=== DATASET EXTRACT ===

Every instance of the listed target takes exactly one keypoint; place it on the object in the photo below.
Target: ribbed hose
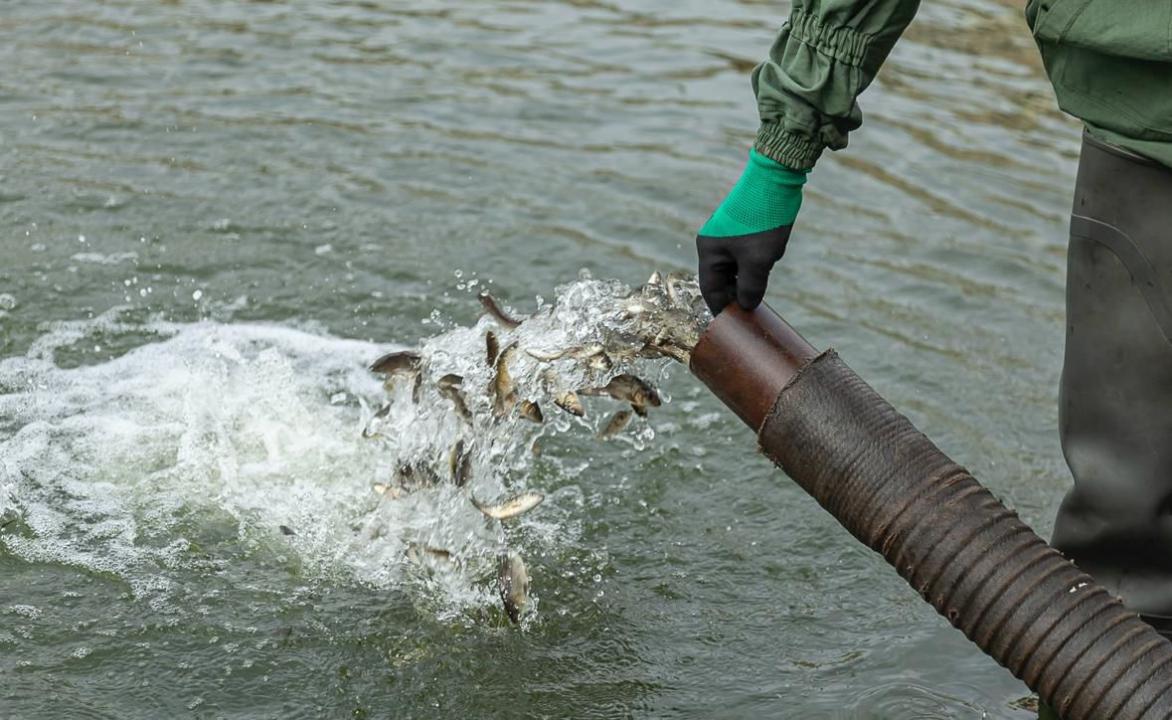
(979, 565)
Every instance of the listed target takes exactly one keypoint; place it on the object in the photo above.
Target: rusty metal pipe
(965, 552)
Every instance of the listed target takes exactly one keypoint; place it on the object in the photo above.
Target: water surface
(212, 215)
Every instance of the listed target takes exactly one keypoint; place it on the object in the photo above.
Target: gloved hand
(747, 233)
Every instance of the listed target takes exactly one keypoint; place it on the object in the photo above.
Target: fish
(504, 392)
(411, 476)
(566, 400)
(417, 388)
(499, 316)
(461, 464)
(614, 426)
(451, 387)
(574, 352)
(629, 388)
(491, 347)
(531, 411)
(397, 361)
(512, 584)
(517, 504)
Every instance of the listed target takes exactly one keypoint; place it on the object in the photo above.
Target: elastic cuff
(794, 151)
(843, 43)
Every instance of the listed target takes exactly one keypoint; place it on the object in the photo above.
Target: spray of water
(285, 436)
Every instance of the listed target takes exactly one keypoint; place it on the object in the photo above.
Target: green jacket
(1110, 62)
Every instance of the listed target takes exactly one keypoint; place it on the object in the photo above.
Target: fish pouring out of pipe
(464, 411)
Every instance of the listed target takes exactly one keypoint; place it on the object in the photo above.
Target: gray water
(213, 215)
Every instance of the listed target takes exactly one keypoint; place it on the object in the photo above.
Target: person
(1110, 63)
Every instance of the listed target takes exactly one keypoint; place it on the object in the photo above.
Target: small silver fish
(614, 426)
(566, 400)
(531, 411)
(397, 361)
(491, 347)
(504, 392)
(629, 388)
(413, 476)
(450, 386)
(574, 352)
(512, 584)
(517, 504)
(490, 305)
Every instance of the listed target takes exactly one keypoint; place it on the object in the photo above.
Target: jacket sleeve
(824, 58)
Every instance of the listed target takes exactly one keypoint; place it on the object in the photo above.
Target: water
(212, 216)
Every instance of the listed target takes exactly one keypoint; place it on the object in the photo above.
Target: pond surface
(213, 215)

===

→ **ASSIGNMENT**:
Write the lines above out again exactly, without any of their pictures.

→ **RESULT BELOW**:
Every instance of the listed target takes exactly one keypoint; place it on the object in the photo below.
Target: ribbed hose
(979, 565)
Every instance of the listed target takes exactly one keypoint; place it on the object in the photo above.
Target: rusty metal pipe
(965, 552)
Every instance of the listed target takes exactly one keypoint; place it on the object in the photo above.
Target: water surface
(212, 215)
Every instance of the listed target takes exactly one keypoint; place it on the object in the photo above.
Target: gloved hand
(747, 233)
Every instance of the listed target takes exactly one keypoint; place it on the object in the photo above.
Target: fish
(504, 392)
(411, 476)
(566, 400)
(417, 388)
(499, 316)
(461, 464)
(614, 426)
(451, 387)
(574, 352)
(629, 388)
(491, 347)
(531, 411)
(397, 361)
(512, 584)
(517, 504)
Every instance of the listed target takes exactly one keypoint; place it on the object in the photo above.
Target: elastic cuff
(794, 151)
(843, 43)
Every instance of the listed target takes exactly one keypoint; place it on the object in the photo above.
Target: spray of water
(285, 436)
Every instance of the listed target takes exactly one keypoint; place it on the object in the photo above.
Target: green jacket
(1110, 62)
Every instance of the listed target takes exactly one keypoint; place it on the object in the photo above.
Target: fish pouring out of pipe
(464, 411)
Every instance of the listed target takes exactly one keypoint; place it on the object in the photo above.
Target: gray water
(213, 215)
Every instance of the listed target takes exactly one keypoint; place it on the object in the photo above.
Target: person
(1110, 63)
Every instance of the listed target takes exactly one keypoint; place it on the object in the photo above.
Target: small silver fish
(614, 426)
(566, 400)
(531, 411)
(397, 361)
(491, 347)
(504, 392)
(629, 388)
(413, 476)
(450, 386)
(574, 352)
(512, 584)
(517, 504)
(490, 305)
Every instance of the listed target takes exactly one keypoint; place it on the object in the photo above.
Target: jacket sleeve
(824, 58)
Every instance of the listed target takes exactly one keypoint; place it on the object in the photo above.
Target: water
(212, 216)
Every instance of the listed target takes exactly one keypoint; place it on the object in the photo above.
Target: pond surface
(213, 215)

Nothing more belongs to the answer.